» Page extract:
══════════════════════════════

We are fast approaching the end of the liturgical year.  We don’t like talking about endings unless of course it’s the end of suffering or the end of the baseball season with the Red Sox being World Series champions – the Patriots as Super Bowl Champions, we’ll see.  The end of the trail; the end of the line; the end of relationships, perhaps marriages; the end of our lives. Not good.

Most of us want beginnings, not ends. Perhaps that’s one reason why Advent is so attractive.  The Advent season is about a fresh start. It’s like rebooting a computer, and we start over again to do better the next time around with Jesus Christ as our companion.

Today’s first reading from Daniel is about an ending – and it’s pretty startling at least for those whose names are not written in the book – some sort of journal where judgment is handed down.  According to the prophet Daniel those on the wrong side of the ledger end up with “everlasting horror and disgrace.”

But, let’s not be afraid because the Book of Daniel is not about the end of the physical world.  It’s actually about the end of persecution.  His words are spoken to people who were suffering terrible persecution, and he offers hope to those people.  Daniel assures us that good will prevail over evil.  Suffering will end.   

The battle of good versus evil reminds us of the Jekyll and Hyde story written in 1886 by Robert Louis Stevenson.  In the novel, Dr. Jekyll transforms into Mr. Edward Hyde, a man without a conscience.  He uses potions, and eventually the transformations get out of control.  Each time Jekyll takes the potion to become Hyde, he worsens; he becomes more evil, and eventually he is trapped as Hyde.

This story is about the good and evil that exist in all of us and about our struggle with these two sides of our human personality.  Once unleashed, evil slowly takes over, until good ceases to exist.

══════════════════════════════

Reproduce the portion of the homily that begins at the words "The battle of" and ends after "ceases to exist.".

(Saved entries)
══════════════════════════════

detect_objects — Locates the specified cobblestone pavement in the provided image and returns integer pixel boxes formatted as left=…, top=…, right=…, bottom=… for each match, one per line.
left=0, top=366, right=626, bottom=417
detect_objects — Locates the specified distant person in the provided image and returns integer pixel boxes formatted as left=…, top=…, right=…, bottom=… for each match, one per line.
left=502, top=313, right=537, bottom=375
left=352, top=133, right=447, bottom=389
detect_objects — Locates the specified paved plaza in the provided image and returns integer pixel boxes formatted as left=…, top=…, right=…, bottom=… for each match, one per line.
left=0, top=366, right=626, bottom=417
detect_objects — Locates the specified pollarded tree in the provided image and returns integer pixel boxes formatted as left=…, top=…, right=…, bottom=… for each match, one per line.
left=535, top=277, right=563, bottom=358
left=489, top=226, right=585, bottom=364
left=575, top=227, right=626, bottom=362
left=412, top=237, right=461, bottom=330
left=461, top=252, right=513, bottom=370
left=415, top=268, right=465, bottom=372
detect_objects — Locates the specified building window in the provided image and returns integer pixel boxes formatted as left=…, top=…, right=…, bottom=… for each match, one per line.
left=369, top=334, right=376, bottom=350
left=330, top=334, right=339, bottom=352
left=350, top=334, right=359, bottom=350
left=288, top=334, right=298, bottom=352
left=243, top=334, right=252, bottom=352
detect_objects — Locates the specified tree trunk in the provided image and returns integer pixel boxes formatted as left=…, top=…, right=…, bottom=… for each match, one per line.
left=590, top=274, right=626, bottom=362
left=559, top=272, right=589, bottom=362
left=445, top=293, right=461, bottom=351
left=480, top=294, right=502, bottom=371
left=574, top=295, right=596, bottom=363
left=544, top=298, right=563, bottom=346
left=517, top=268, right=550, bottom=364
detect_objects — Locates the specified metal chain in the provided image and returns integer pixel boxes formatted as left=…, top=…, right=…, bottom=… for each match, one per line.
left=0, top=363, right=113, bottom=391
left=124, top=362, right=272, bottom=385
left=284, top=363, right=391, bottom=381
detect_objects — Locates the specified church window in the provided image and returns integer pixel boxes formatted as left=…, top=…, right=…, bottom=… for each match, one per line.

══════════════════════════════

» The result:
The battle of good versus evil reminds us of the Jekyll and Hyde story written in 1886 by Robert Louis Stevenson.  In the novel, Dr. Jekyll transforms into Mr. Edward Hyde, a man without a conscience.  He uses potions, and eventually the transformations get out of control.  Each time Jekyll takes the potion to become Hyde, he worsens; he becomes more evil, and eventually he is trapped as Hyde.

This story is about the good and evil that exist in all of us and about our struggle with these two sides of our human personality.  Once unleashed, evil slowly takes over, until good ceases to exist.